# good youth bow?



## PSE Kid (Nov 22, 2008)

my brother is nine. he shoots a 20 pound spyder for target and a 34 pound rascal for hunting. the rascal doesnt get enough ke and it wont shoot godd anymore for some reason. he needs a new bow. he can barley get back 40 but he feels food with 33-37. i was thinking pse 2009 chaos si. any other fast, hunting bows?


----------



## carbon_kid (Feb 12, 2006)

*youth bow*

Mathews ignition! super fast super smooth and super quite!


----------



## PSE Kid (Nov 22, 2008)

he has shot that bow and he hates that it doent have a solid back wall


----------



## PSE Kid (Nov 22, 2008)

friends dont let friends shoot mathews. i think that rule applies to my brother too.


----------



## hoytarchery999 (Nov 18, 2008)

PSE Kid said:


> he has shot that bow and he hates that it doent have a solid back wall


thats another problem with single cam bows if the dont have a solid wall when your at full draw it means the timing is off and theres nothing you can do about it but dual cam bows like my hoyts you can adjust the timing for a solid wall when im at full draw


----------



## bigram (Mar 26, 2007)

Go with any bow he likes. If hes comfortable with a 33-37 pound draw, i would let him shoot 33...you never know what'll happen when he needs it to be a lil easier...


----------



## bowboy0 (May 19, 2007)

hoytarchery999 said:


> thats another problem with single cam bows if the dont have a solid wall when your at full draw it means the timing is off and theres nothing you can do about it but dual cam bows like my hoyts you can adjust the timing for a solid wall when im at full draw


The Pearson Pathfinder has realy been making a name for its self this year. It is very smooth and very fast and he has 10 inches to grow with (18-28in). This is not calling you out but so that further readers do not judge badly about a bow. When you dont have the wall at full draw it is simply twisting the cable a couple times to do it having nothing to do with the timing. Timing is a simple fix on most single cam bows as they have (timing marks) two little holes on the cam which you aline paralell with the string.

Jake


----------



## master hunter (Oct 9, 2007)

either the browning micro adreniline or browning micro midas.


----------



## Rory/MO (Jan 13, 2008)

http://www.archerytalk.com/vb/showthread.php?p=7985749#post7985749

lol, I had to.


----------



## Noah2016 (Feb 19, 2008)

he should get a hoyt kolbolat


----------



## tru-force ss (Mar 25, 2008)

Browning micro adenaline. its an amazing youth bow, quiet smooth, fast.:thumbs_up


----------



## Ignition kid (Oct 7, 2008)

━━━━━━━━━━━━━━━━━━━━

# DIRECTION 1
Identify every line in the records below that contains the word "provide". Case counts.

[Items from a dataset]
━━━━━━━━━━━━━━━━━━━━

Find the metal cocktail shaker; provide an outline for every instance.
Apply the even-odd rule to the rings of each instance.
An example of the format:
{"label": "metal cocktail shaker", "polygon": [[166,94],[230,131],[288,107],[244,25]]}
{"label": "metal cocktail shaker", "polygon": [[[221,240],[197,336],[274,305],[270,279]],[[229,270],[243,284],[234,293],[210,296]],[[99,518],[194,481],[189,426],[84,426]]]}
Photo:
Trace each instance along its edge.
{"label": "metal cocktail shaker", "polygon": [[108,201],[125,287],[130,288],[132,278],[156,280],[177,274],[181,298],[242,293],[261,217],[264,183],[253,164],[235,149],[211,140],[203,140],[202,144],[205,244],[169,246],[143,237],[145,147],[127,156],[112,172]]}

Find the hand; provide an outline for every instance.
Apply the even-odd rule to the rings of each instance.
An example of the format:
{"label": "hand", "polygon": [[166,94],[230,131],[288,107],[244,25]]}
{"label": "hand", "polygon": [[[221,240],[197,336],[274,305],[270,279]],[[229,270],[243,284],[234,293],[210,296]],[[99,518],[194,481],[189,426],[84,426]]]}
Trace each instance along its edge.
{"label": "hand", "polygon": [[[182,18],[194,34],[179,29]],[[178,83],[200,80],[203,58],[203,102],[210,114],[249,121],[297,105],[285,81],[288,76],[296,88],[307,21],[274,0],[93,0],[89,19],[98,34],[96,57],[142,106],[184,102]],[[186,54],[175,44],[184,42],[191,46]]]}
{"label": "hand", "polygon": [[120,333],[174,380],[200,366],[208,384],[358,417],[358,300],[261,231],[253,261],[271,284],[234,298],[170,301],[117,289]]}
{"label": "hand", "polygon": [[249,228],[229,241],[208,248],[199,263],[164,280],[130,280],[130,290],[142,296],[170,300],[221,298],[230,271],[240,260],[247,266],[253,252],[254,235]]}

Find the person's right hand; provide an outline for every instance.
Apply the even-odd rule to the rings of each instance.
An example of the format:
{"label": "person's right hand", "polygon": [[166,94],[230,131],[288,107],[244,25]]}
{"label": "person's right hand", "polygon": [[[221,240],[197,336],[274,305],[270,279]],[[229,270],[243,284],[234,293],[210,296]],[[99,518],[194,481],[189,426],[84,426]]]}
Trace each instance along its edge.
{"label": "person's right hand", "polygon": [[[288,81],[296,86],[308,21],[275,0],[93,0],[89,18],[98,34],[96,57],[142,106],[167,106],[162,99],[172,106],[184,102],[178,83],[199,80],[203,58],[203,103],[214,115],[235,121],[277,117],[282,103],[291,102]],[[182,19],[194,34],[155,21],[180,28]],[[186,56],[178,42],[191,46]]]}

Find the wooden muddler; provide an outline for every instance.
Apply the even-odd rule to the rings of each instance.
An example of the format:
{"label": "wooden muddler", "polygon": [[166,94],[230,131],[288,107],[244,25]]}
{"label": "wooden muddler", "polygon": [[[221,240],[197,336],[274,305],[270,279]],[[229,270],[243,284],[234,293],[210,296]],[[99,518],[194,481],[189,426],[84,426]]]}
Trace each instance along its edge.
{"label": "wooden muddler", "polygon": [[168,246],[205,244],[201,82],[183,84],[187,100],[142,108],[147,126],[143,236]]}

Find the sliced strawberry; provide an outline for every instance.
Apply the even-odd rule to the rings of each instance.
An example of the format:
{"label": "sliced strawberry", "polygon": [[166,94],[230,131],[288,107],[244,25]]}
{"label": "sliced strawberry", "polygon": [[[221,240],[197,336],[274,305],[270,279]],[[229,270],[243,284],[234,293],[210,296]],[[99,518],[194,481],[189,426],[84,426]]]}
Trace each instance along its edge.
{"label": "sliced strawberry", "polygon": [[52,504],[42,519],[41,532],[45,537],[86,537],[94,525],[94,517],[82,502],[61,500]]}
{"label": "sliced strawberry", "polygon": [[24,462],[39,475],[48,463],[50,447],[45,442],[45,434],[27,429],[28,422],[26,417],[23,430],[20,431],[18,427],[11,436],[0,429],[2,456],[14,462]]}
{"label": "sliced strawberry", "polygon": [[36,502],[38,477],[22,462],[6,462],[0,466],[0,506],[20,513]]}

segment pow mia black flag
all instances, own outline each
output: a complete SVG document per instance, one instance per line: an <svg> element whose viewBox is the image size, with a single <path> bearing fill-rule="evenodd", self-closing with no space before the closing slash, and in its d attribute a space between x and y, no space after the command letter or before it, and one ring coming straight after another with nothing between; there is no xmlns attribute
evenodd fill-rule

━━━━━━━━━━━━━━━━━━━━

# DIRECTION 2
Answer these questions using the youth bow thread:
(a) How old is PSE Kid's brother?
(b) What draw length range does bowboy0 give for the Pearson Pathfinder?
(c) What bows does Noah2016 say the brother should get?

# WRITTEN REPLY 1
Find the metal cocktail shaker; provide an outline for every instance.
Find the hand; provide an outline for every instance.
Find the person's right hand; provide an outline for every instance.
Find the wooden muddler; provide an outline for every instance.
Find the sliced strawberry; provide an outline for every instance.

# WRITTEN REPLY 2
(a) Nine.
(b) 18-28 inches.
(c) A hoyt kolbolat.